• [EXERCISE INSTRUCTIONS]
• A. According to the article about the new neuroscience centre at Sydney Children's Hospital, in what year is the centre expected to open?
• B. Continue the article about the new neuroscience centre at Sydney Children's Hospital, starting right after its last sentence.

• [QUOTED PASSAGE]
$50m funding boost unites research and care in new neuro-science facility

A brand new paediatric neuro-science care centre is set to open as part of the Sydney Children’s Hospital Stage 1 redevelopment project, thanks to a further $50 million cash injection by the NSW Government.

The Neurosciences Comprehensive Care and Research Centre (NCCRC) will bring multidisciplinary clinicians and researchers together in a dedicated setting, which Dr Hugo Sampaio, Head of Neurology at Sydney Children’s Hospital, Randwick (SCH) says is one of the most exciting aspects offered by the new facility. The co-location of clinicians will allow for even greater translation of cutting edge research to treatment, supporting children with severe and complex neurological disorders.

Care for neurological patients has always been a collaborative effort between disciplines across our hospital. The ability to offer education, specialised pharmacy and novel drug therapies, the newest imaging, and also rehabilitation services in a purpose build facility will help us achieve the best possible outcomes for current and future patients with neurologic disorders.” Dr Hugo Sampaio, Head of Neurology, SCH.

Expected to open in 2025, the NCCRC will support children with a range of neurological conditions, like nine-year-old Ronan, who has made an incredible recovery after suffering a stroke at just five years of age.

Ronan was complaining of headaches which I thought was just a lack of water. Three weeks later we rushed Ronan to hospital where an emergency MRI showed that he was suffering from a major stroke – it was truly shocking, I didn’t think kids could have a stroke.” Amy, Ronan’s mum.

• [PROVIDED INFORMATION]

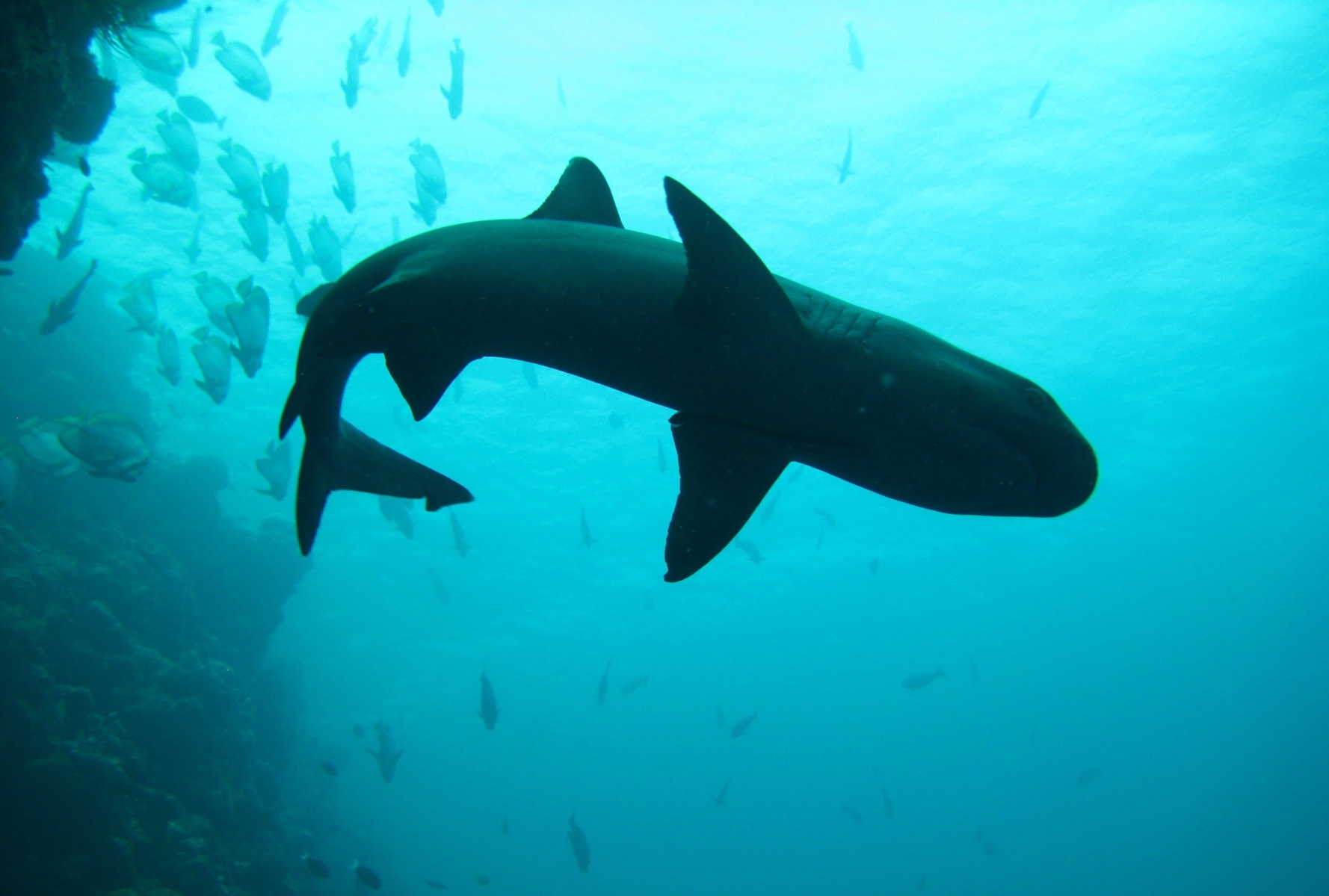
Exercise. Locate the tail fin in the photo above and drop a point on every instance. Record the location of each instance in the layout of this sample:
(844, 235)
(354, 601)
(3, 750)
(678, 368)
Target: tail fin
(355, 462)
==
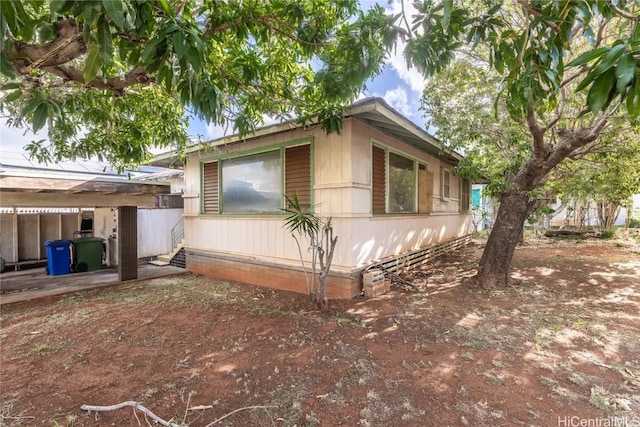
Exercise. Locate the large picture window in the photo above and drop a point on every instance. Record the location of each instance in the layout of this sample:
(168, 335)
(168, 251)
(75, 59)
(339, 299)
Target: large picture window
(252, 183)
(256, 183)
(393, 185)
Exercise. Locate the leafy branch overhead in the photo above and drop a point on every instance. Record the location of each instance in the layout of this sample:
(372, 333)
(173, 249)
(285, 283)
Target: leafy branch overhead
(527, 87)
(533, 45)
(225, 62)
* * *
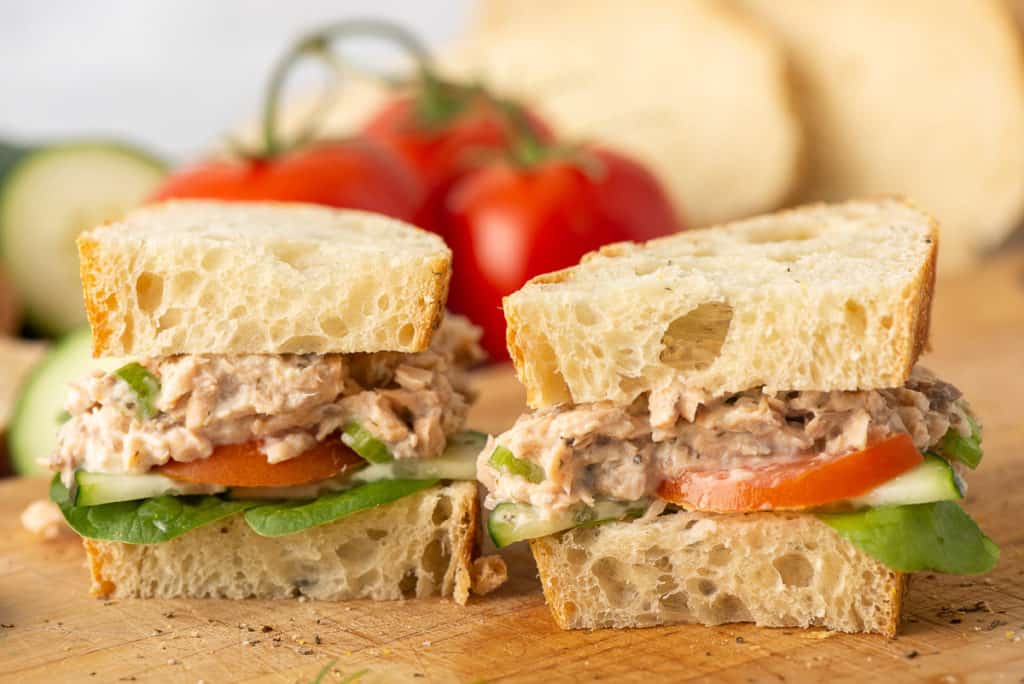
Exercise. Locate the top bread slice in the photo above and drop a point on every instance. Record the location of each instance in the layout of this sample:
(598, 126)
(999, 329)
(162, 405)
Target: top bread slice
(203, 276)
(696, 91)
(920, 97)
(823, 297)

• [ANSWERS TO THE TASKS]
• A. 2025

• B.
Around 600 Australian children suffer from stroke each year and more commonly doctors are realising a genetic cause to the life-threatening condition. Even more children are cared for by the team for a wide range of neurological conditions and injuries. For Ronan, emergency brain surgery, specialist pharmaceutical support and genetic testing were all performed to better understand and treat his condition. While the underlying cause of his stroke remains unclear, he has made a miraculous recovery and with ongoing monitoring, treatment and rehabilitation, continues to improve every day.

NCCRC will include inpatient beds and ambulatory services and treat children with a range of conditions including complex epilepsy, neuromuscular disorders, cerebral palsy, dementia, neurodegenerative disorders, traumatic brain injury, brain tumours, rare diseases and stroke.

The new centre will form part of the $608 million Sydney Children’s Hospital Stage 1 and Children’s Comprehensive Cancer Centre redevelopment project. Planning and design will commence in the coming months with the redevelopment team and neurosciences department.